**INFORMATION SUPPLIED:**
⁂
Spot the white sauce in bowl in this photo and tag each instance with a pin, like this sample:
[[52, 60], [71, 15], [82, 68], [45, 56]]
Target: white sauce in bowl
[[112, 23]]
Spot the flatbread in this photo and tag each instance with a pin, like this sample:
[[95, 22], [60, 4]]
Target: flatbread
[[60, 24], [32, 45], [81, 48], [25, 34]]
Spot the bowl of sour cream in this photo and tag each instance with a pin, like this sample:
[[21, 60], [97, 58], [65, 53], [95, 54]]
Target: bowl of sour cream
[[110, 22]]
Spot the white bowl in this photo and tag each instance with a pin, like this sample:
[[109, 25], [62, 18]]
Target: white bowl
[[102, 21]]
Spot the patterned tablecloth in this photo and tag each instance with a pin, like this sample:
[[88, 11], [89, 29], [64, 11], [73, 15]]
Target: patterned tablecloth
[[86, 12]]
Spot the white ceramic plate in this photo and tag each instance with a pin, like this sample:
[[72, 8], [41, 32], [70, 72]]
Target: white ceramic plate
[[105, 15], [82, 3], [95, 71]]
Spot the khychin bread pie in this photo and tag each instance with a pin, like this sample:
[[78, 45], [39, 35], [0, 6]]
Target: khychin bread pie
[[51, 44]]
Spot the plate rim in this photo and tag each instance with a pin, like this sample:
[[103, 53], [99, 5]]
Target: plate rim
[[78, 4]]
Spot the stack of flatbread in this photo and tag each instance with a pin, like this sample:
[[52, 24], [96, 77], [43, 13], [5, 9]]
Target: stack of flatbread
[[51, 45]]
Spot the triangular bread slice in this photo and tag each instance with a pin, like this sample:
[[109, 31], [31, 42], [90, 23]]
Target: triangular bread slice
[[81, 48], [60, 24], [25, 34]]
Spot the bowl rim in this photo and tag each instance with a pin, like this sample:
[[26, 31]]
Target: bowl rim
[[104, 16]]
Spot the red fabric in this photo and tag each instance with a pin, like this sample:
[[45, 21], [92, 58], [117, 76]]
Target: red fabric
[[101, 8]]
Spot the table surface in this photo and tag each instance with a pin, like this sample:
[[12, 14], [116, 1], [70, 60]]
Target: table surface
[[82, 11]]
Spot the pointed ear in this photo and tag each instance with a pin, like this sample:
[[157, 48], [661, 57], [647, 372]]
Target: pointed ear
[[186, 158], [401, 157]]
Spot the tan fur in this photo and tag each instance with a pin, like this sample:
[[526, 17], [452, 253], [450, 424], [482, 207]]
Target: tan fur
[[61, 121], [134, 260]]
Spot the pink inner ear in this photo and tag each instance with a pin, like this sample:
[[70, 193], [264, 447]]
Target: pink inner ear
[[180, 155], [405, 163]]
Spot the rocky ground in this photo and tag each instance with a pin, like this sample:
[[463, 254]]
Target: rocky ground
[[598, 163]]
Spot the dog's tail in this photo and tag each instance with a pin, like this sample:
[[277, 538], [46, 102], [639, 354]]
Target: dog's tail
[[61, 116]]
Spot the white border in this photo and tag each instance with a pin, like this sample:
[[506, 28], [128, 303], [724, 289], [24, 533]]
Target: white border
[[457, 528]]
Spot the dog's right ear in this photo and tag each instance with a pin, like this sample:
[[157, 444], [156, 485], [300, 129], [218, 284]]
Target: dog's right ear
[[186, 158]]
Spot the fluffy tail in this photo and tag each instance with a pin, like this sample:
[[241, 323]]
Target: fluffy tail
⁂
**ACTION ITEM:** Once you find the line containing "Spot the table", copy it and every line after it through the end of the records, exactly as they stand.

**ANSWER TO THIS PROBLEM:**
Spot the table surface in this photo and tag each instance with a pin, like this sample:
[[12, 14], [116, 1], [70, 60]]
Target: table surface
[[82, 11]]
Spot the pointed ear in this photo and tag each instance with a pin, like this sample:
[[157, 48], [661, 57], [647, 372]]
Target: pointed ear
[[186, 158], [401, 157]]
Spot the tan fur in this photo and tag each instance with a pin, like this sample:
[[526, 17], [452, 253], [450, 424], [482, 207]]
Target: tan fur
[[61, 121], [134, 260]]
Spot the pink inner ear in this photo and tag each instance with a pin, like this sample:
[[70, 193], [264, 447]]
Target: pink inner ear
[[180, 155], [405, 163]]
Spot the rocky ground in this photo and tag each instance with a pin, like this sample:
[[463, 254]]
Target: rocky ground
[[598, 163]]
Spot the dog's tail in this photo and tag each instance with a pin, like this sample:
[[277, 538], [46, 102], [639, 354]]
Target: dog's tail
[[61, 116]]
Spot the white border in this photo and tag each instance with a pin, like this sample:
[[506, 28], [128, 303], [724, 289], [24, 533]]
Target: white border
[[457, 528]]
Spot the dog's right ear in this photo and tag each instance with a pin, like this sample:
[[157, 444], [156, 485], [300, 129], [218, 284]]
Target: dog's right ear
[[186, 158]]
Spot the fluffy tail in this photo and tag each instance with a pin, like this sample:
[[241, 323]]
Target: fluffy tail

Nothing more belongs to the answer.